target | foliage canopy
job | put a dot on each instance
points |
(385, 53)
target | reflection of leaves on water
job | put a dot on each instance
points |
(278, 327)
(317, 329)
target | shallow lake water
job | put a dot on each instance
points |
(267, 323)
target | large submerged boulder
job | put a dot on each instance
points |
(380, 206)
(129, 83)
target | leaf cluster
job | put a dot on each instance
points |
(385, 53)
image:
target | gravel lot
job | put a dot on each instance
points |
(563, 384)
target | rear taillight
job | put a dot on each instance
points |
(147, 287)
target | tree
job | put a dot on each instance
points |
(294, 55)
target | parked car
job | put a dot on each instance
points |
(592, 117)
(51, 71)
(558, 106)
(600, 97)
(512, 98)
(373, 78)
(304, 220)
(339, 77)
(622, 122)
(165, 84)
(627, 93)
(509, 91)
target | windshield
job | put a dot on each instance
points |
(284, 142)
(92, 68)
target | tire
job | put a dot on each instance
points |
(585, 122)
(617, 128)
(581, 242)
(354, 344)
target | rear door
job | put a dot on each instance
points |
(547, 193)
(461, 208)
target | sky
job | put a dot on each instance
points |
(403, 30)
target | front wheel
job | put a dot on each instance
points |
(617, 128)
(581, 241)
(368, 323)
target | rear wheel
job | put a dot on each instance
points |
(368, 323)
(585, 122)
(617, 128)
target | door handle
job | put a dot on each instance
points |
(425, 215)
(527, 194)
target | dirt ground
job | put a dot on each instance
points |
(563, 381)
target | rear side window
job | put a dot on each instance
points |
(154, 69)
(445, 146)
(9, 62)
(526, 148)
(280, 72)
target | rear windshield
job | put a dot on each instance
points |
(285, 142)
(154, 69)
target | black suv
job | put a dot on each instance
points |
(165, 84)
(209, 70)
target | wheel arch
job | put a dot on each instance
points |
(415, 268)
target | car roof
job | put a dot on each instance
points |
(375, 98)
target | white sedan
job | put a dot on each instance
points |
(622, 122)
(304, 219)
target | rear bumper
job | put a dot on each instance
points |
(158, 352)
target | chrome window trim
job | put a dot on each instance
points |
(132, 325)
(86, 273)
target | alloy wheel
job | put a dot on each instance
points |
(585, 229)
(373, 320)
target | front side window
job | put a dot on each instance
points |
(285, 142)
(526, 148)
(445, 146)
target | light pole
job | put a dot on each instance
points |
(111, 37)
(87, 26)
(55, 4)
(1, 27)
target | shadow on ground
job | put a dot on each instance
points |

========================

**Goal of the exercise**
Please rewrite all of the records above, replacing "put a dot on each instance" with "mark every instance" and leaving everything else unchanged.

**Solution for this task**
target | foliage canopy
job | mark every instance
points |
(385, 53)
target | reflection of leaves on water
job | mark every instance
points |
(278, 327)
(317, 329)
target | shallow lake water
job | mark every instance
points |
(267, 323)
target | large submerged boulder
job | mark every instance
points |
(380, 206)
(129, 83)
target | leaf cluster
job | mark every instance
points |
(385, 53)
image:
target | gravel lot
job | mark every instance
points |
(563, 384)
target | rear taillight
job | mark every instance
points |
(147, 287)
target | tree
job | mark every instance
points |
(294, 55)
target | parked car
job | mark every instance
points |
(592, 117)
(51, 71)
(558, 106)
(600, 97)
(512, 98)
(373, 78)
(304, 220)
(339, 77)
(622, 122)
(165, 84)
(627, 93)
(509, 91)
target | windshield
job | mark every instance
points |
(284, 142)
(92, 68)
target | tire
job | mark every instance
points |
(585, 122)
(617, 128)
(581, 242)
(354, 344)
target | rear door
job | mark every instance
points |
(547, 193)
(461, 208)
target | sky
job | mark every instance
points |
(403, 30)
target | front wheel
job | mark every instance
points |
(617, 128)
(581, 241)
(368, 323)
target | rear wheel
job | mark every instance
points |
(368, 323)
(585, 122)
(617, 128)
target | door handle
job | mark every instance
points |
(425, 215)
(527, 194)
target | dirt ground
job | mark every instance
points |
(563, 381)
target | rear side window
job | mark every instance
points |
(154, 69)
(445, 146)
(9, 62)
(526, 148)
(280, 72)
target | rear windshield
job | mark every instance
points |
(285, 142)
(154, 69)
target | black suv
job | mark every instance
points |
(165, 84)
(209, 70)
target | wheel arch
job | mark every instance
points |
(415, 268)
target | car roof
job | mark every instance
points |
(375, 98)
target | white sedan
job | mark every instance
points |
(622, 122)
(304, 219)
target | rear bumper
job | mark every instance
points |
(158, 352)
target | chrome window trim
job | mark every instance
points |
(132, 325)
(86, 273)
target | alloy wheel
job | mark every instance
points |
(585, 229)
(373, 320)
target | front side window
job | mark every instance
points |
(285, 142)
(526, 148)
(445, 146)
target | light pole
job | mark every instance
points |
(111, 37)
(87, 26)
(55, 4)
(1, 27)
target | shadow on ground
job | mark every instance
points |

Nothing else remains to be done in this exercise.